— Begin —

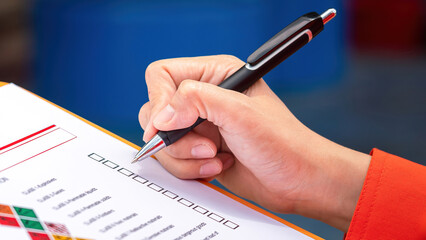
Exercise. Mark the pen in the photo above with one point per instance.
(269, 55)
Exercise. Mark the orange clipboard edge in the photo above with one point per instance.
(224, 192)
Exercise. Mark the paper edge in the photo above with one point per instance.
(220, 190)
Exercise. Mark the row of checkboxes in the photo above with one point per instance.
(165, 192)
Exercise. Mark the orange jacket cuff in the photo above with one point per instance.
(392, 204)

— End —

> **PROBLEM TO SOLVE**: Rewrite the data above, changing every "photo" to "image" and keeping everything else the same. Leave out the pictures.

> **REPLY TO THE TASK**:
Exercise. Mark the pen in the image above with one point per instance.
(269, 55)
Exercise. Mark the orange clipboard edge in the image above with one point per instance.
(224, 192)
Exercise. Mark the paper edge in the image above with one point per instance.
(220, 190)
Exercise. Mark the row of checkboxes in the image above with one point per instance.
(165, 192)
Exercise. Mark the orange jacket cuff in the image above with one point per instance.
(392, 204)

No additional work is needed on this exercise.